→ **EXTRACT TO READ**:
Posted 31 August 2011 - 04:57 AM

Hi,

I'm interested in developing a 2d platform game under Dos operating system with vector graphics not bitmap (pixel).
There were several games back in the days with such graphics like "Another World", "Prince of Persia" and etc.
I'm programming with C language under Windows 3.11 with Visual Studio 1.5 .
I don't know what are the C libraries or framework to implement such graphics and animation.
Any light on this topic would be appreciated.

### #2Ashalah  Members

Posted 31 August 2011 - 05:13 AM

Why in all that is holy would you want to create DOS software in ... *checks calendar*... 21st century?
/edit: you can definitely make dos-look-alike games using modern technology

### #3Zoltar26  Members

Posted 31 August 2011 - 05:28 AM

Why in all that is holy would you want to create DOS software in ... *checks calendar*... 21st century?

Well, i'm interested in gaining knowledge on some technical concepts in game programming but from the beginning.

→ **WRITTEN PROBLEM A**:
State whether each statement agrees with the forum thread about DOS game programming. Answer yes or no for each, and quote the deciding words of the thread exactly. (i) The original poster writes C code under Windows 3.11 with Visual Studio 1.5. (ii) The original poster wants to use bitmap graphics for the game. (iii) Zoltar26 says the aim is to gain knowledge of technical concepts in game programming from the beginning.

→ **Location identification listing**:
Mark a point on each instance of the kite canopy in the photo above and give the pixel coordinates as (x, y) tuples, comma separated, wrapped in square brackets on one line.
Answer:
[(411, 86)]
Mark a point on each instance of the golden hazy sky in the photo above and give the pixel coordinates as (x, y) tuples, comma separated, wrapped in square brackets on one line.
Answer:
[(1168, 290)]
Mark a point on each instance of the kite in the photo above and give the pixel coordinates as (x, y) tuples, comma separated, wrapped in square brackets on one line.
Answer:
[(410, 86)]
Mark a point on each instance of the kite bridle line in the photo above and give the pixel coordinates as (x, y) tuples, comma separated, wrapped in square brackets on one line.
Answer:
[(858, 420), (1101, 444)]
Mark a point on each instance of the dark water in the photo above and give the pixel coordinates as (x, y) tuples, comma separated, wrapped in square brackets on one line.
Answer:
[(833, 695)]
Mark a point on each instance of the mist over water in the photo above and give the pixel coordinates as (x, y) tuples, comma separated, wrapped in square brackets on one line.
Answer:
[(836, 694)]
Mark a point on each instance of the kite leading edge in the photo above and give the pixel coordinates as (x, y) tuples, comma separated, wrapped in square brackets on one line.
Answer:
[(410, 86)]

→ **WRITTEN PROBLEM B**:
Swap "pixel coordinates" for "image coordinates" in the listing. Start with its first line and go on through the line containing "[(1168, 290)]", then give those lines back with nothing else changed.

→ **REPLY A**:
(i) Yes: "I'm programming with C language under Windows 3.11 with Visual Studio 1.5"
(ii) No: "with vector graphics not bitmap (pixel)"
(iii) Yes: "i'm interested in gaining knowledge on some technical concepts in game programming but from the beginning."

→ **REPLY B**:
Mark a point on each instance of the kite canopy in the photo above and give the image coordinates as (x, y) tuples, comma separated, wrapped in square brackets on one line.
Answer:
[(411, 86)]
Mark a point on each instance of the golden hazy sky in the photo above and give the image coordinates as (x, y) tuples, comma separated, wrapped in square brackets on one line.
Answer:
[(1168, 290)]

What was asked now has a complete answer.